What you will do: Wherever the word "query" shows up in the data, report the line it sits in.

━━━━━━

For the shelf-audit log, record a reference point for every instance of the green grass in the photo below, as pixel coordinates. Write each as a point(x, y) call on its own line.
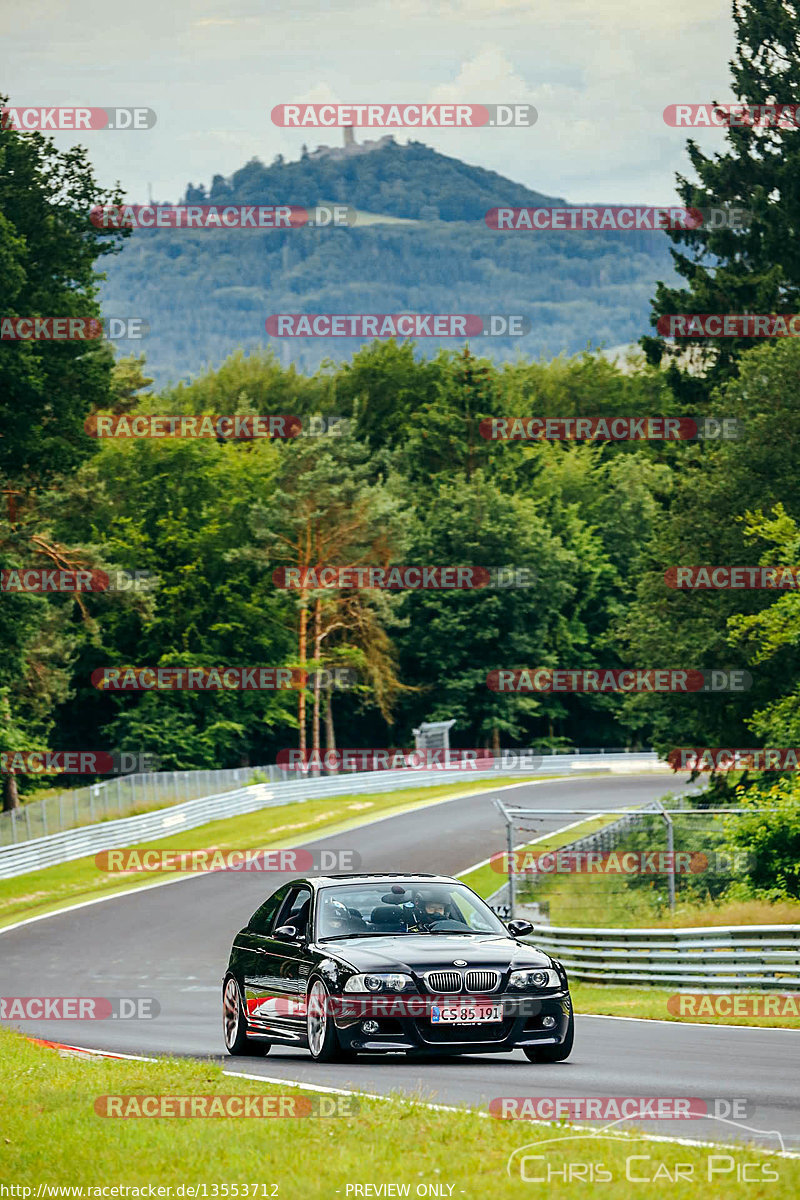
point(52, 1134)
point(287, 825)
point(650, 1003)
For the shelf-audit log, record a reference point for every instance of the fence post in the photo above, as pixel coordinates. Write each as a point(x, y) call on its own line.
point(511, 880)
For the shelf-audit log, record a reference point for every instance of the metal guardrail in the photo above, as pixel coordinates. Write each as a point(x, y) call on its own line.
point(62, 847)
point(140, 792)
point(124, 796)
point(765, 957)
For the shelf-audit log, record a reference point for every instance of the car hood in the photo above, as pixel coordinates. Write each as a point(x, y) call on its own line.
point(427, 952)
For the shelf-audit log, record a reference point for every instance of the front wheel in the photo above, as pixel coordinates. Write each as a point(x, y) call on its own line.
point(234, 1025)
point(553, 1054)
point(320, 1030)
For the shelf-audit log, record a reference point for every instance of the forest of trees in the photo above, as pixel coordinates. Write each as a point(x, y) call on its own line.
point(407, 479)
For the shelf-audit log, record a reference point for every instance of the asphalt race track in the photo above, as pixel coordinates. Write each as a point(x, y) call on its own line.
point(172, 943)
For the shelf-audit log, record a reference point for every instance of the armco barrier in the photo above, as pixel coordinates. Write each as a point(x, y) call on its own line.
point(127, 796)
point(71, 844)
point(764, 957)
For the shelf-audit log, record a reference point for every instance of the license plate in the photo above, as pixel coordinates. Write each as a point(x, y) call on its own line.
point(465, 1014)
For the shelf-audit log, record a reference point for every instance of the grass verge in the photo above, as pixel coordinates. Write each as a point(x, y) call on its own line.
point(52, 1134)
point(288, 825)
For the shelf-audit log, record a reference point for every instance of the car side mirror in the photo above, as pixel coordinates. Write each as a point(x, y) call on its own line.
point(287, 934)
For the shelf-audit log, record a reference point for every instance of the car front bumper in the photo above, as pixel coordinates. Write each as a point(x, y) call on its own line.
point(522, 1025)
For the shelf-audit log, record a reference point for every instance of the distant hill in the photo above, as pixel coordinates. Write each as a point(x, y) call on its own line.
point(402, 181)
point(208, 292)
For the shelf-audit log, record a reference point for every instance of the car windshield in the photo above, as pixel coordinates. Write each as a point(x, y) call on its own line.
point(368, 910)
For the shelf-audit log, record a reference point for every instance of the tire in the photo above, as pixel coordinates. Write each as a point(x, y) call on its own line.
point(553, 1054)
point(234, 1026)
point(320, 1030)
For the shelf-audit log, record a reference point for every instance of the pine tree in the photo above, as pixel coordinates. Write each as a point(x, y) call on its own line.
point(756, 268)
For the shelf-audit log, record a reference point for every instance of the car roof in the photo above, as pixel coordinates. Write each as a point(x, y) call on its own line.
point(320, 881)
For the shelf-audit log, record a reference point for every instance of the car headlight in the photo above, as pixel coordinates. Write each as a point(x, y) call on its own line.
point(394, 982)
point(535, 979)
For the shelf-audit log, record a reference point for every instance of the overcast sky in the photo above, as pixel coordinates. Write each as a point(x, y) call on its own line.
point(600, 72)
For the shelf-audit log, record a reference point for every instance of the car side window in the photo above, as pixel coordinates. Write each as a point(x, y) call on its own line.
point(262, 922)
point(295, 910)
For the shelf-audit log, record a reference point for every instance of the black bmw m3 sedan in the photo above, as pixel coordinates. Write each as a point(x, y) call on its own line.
point(372, 964)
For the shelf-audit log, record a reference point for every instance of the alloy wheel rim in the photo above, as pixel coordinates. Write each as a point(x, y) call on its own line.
point(230, 1012)
point(317, 1018)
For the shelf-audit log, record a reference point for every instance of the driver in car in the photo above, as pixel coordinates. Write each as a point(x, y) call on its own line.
point(429, 909)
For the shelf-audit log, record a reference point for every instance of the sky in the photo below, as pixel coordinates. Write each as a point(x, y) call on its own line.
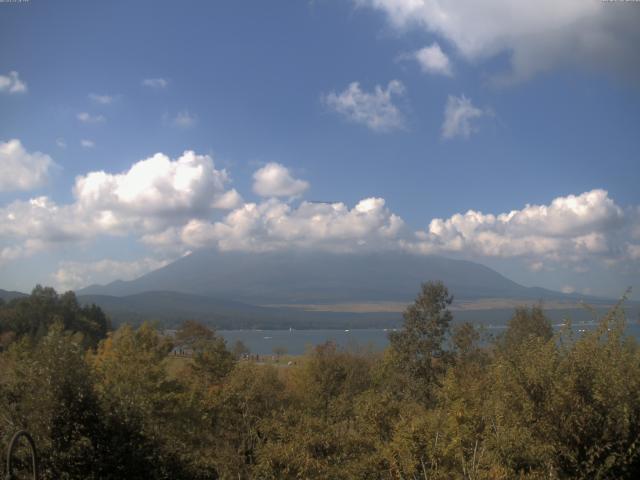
point(503, 132)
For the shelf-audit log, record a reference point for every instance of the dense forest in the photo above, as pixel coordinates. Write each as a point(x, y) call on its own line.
point(440, 402)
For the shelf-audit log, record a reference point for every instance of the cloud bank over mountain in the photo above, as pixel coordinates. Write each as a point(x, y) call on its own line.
point(174, 206)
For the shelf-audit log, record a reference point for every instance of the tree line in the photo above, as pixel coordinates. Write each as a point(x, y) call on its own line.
point(440, 402)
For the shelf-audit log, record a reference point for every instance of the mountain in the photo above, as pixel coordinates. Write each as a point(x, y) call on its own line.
point(7, 295)
point(297, 277)
point(172, 308)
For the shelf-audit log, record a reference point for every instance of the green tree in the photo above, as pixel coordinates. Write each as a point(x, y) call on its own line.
point(418, 349)
point(239, 349)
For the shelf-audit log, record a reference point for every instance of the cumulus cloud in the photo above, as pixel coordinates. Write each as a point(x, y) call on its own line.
point(433, 60)
point(101, 99)
point(85, 117)
point(376, 110)
point(274, 224)
point(537, 36)
point(156, 83)
point(11, 83)
point(151, 196)
point(184, 119)
point(274, 180)
point(73, 275)
point(21, 170)
point(569, 229)
point(459, 115)
point(157, 189)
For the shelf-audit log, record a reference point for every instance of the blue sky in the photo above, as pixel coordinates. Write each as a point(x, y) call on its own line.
point(542, 111)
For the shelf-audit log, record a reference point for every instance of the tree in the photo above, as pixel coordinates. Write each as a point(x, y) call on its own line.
point(279, 350)
point(240, 349)
point(418, 349)
point(526, 324)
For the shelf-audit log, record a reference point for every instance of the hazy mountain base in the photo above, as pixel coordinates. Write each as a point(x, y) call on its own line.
point(170, 309)
point(305, 277)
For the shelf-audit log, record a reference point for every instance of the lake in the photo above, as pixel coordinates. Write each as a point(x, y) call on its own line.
point(263, 342)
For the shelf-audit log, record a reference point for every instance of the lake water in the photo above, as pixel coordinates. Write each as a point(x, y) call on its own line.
point(263, 342)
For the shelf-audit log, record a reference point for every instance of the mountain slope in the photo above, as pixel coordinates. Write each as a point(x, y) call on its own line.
point(8, 296)
point(303, 277)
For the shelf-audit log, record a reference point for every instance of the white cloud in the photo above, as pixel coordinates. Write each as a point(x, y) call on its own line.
point(155, 191)
point(74, 275)
point(21, 170)
point(228, 200)
point(274, 224)
point(11, 83)
point(101, 99)
point(376, 110)
point(157, 83)
point(537, 36)
point(571, 229)
point(274, 180)
point(184, 119)
point(459, 114)
point(433, 60)
point(153, 195)
point(85, 117)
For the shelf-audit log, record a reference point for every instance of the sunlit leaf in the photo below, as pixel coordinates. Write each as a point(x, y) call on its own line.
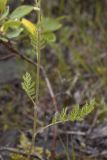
point(50, 25)
point(2, 5)
point(10, 24)
point(30, 27)
point(21, 11)
point(5, 14)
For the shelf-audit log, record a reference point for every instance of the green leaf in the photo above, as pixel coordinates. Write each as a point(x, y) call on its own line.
point(51, 25)
point(21, 11)
point(5, 14)
point(2, 5)
point(29, 86)
point(14, 33)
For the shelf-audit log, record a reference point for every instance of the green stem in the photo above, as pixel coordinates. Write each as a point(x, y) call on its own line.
point(37, 81)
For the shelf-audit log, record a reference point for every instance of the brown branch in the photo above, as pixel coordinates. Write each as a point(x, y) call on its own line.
point(6, 57)
point(20, 152)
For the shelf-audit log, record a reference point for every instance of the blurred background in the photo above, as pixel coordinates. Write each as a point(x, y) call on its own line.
point(76, 65)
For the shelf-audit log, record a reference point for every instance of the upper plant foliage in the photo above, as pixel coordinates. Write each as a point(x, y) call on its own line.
point(12, 25)
point(29, 86)
point(77, 114)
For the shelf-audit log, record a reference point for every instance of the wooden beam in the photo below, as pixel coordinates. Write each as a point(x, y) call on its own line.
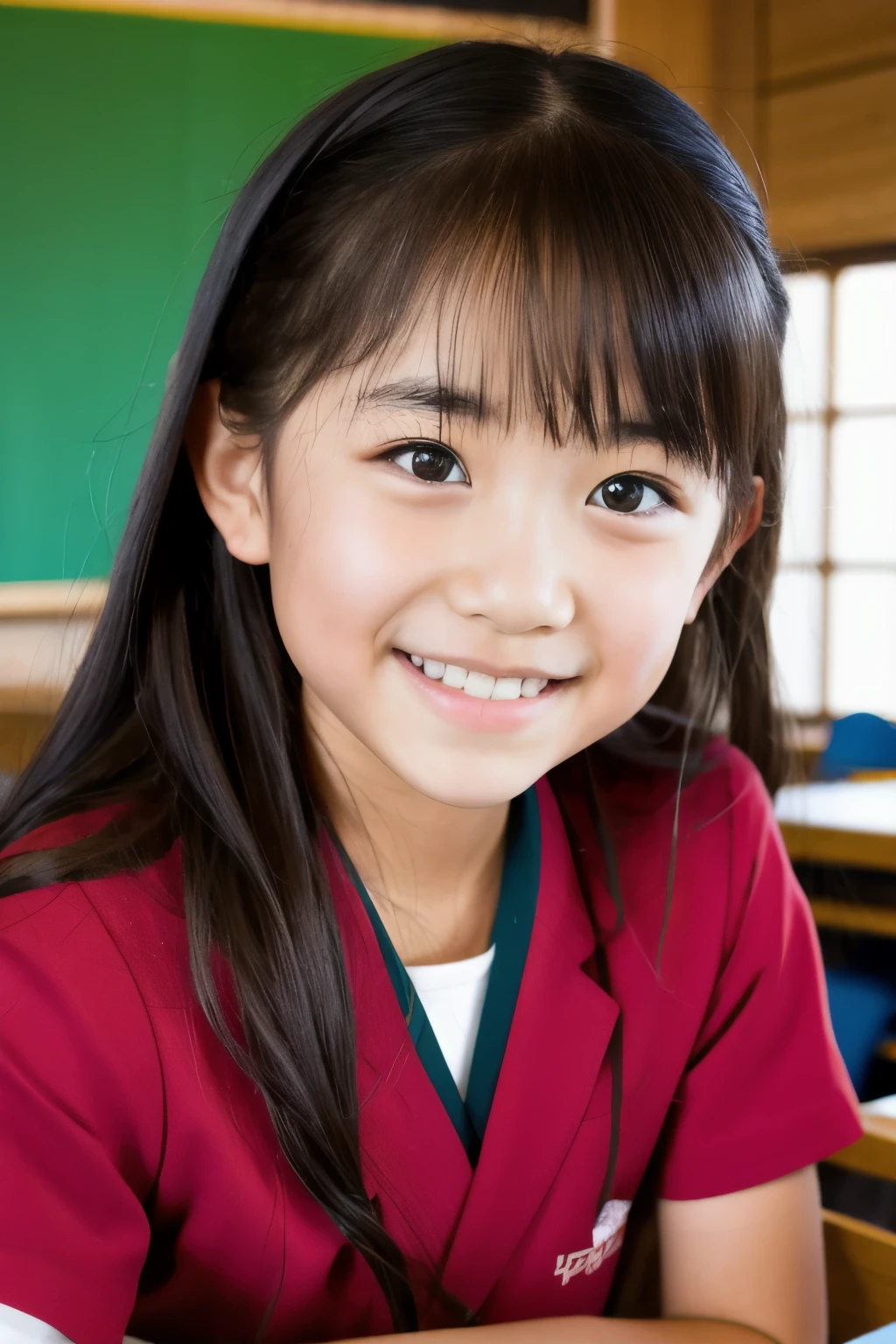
point(878, 920)
point(850, 848)
point(25, 601)
point(396, 20)
point(875, 1152)
point(861, 1276)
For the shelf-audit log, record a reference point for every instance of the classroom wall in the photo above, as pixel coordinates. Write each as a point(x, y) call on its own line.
point(130, 136)
point(124, 142)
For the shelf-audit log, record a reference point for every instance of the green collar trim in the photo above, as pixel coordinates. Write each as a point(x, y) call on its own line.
point(511, 934)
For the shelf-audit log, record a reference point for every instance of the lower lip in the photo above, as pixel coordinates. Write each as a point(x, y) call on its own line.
point(469, 710)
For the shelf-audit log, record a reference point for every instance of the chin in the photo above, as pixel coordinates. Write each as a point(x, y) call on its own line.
point(472, 781)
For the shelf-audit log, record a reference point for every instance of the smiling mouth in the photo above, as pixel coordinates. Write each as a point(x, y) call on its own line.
point(481, 686)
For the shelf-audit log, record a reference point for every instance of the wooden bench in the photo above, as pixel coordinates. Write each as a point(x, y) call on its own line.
point(861, 1258)
point(43, 632)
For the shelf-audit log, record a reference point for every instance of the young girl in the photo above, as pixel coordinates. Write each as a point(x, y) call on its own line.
point(382, 915)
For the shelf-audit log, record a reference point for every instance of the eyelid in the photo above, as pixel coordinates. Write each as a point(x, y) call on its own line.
point(409, 445)
point(662, 486)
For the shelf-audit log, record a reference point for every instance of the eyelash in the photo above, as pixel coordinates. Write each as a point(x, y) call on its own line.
point(434, 449)
point(637, 479)
point(441, 452)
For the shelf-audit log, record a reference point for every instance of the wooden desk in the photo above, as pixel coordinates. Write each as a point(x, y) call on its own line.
point(45, 629)
point(850, 825)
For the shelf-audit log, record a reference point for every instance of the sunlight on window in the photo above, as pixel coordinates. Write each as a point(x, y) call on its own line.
point(802, 536)
point(863, 489)
point(833, 617)
point(865, 336)
point(806, 347)
point(861, 641)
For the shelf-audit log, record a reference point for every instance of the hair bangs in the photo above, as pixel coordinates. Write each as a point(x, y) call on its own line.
point(571, 276)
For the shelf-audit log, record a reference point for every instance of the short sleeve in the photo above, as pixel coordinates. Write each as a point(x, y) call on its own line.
point(80, 1110)
point(766, 1092)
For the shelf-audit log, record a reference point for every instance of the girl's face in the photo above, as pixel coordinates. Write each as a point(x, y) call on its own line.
point(469, 606)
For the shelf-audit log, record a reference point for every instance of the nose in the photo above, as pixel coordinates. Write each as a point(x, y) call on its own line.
point(514, 573)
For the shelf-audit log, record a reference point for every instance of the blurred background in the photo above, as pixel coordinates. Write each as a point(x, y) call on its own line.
point(128, 127)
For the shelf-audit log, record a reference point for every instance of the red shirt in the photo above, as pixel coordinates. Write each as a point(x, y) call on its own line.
point(110, 1080)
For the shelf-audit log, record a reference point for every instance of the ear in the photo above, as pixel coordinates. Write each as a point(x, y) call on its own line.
point(230, 476)
point(751, 521)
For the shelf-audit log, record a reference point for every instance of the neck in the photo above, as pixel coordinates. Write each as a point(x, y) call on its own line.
point(431, 870)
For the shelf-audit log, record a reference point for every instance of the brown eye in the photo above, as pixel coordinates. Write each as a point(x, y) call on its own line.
point(430, 463)
point(627, 495)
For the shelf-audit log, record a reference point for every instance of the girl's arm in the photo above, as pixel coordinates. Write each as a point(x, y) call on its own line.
point(737, 1269)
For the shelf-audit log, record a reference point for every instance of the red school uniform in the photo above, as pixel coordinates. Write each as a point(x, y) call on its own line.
point(141, 1183)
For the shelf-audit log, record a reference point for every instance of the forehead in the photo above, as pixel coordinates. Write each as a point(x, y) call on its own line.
point(462, 366)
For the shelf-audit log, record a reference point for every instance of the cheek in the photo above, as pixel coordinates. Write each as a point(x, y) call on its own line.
point(338, 574)
point(637, 614)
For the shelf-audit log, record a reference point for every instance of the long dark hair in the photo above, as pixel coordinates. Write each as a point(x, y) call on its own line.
point(602, 220)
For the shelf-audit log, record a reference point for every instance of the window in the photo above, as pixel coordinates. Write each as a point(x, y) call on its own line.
point(833, 619)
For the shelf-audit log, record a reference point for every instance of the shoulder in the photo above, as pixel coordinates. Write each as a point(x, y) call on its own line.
point(80, 967)
point(708, 835)
point(720, 790)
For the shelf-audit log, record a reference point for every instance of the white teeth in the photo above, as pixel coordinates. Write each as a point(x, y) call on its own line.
point(531, 686)
point(482, 686)
point(507, 689)
point(479, 684)
point(454, 676)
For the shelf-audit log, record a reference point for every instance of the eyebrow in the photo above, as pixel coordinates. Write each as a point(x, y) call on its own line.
point(457, 403)
point(427, 396)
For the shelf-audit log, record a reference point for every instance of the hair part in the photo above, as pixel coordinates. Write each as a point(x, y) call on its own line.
point(598, 223)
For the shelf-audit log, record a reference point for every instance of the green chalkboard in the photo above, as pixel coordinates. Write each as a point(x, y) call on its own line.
point(122, 142)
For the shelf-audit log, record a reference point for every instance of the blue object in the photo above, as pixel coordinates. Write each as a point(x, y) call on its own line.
point(858, 742)
point(860, 1010)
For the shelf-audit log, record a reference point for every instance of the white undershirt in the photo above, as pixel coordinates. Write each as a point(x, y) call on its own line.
point(452, 993)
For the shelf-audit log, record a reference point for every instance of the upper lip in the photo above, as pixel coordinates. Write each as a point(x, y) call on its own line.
point(491, 669)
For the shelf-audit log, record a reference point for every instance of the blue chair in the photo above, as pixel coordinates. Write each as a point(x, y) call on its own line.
point(861, 1007)
point(858, 742)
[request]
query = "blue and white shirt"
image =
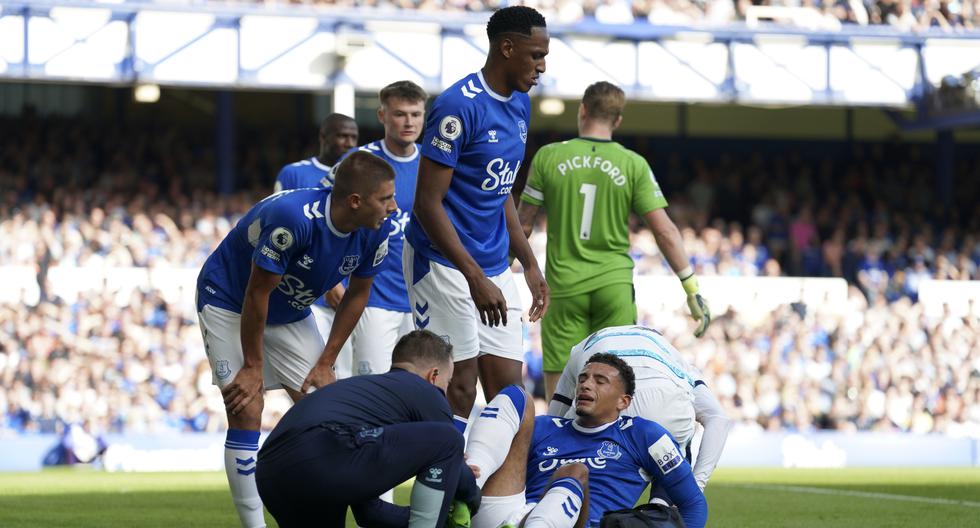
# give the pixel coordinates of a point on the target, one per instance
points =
(388, 289)
(290, 234)
(304, 174)
(622, 456)
(481, 135)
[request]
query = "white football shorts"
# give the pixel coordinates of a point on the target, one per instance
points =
(669, 404)
(374, 338)
(324, 321)
(441, 303)
(291, 350)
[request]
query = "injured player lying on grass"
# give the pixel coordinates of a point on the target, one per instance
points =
(558, 472)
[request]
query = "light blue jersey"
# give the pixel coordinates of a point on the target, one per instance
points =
(290, 234)
(481, 135)
(622, 457)
(304, 174)
(388, 290)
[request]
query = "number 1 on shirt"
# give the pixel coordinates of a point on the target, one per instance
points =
(588, 190)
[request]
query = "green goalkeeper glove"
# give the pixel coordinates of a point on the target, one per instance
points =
(695, 302)
(459, 515)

━━━━━━

Result of the exercise:
query = "blue and white shirt"
query = "white football shorts"
query = "injured player lying on grass"
query = "light blue jersey"
query = "number 1 on shirt"
query = "green goalkeeper glove"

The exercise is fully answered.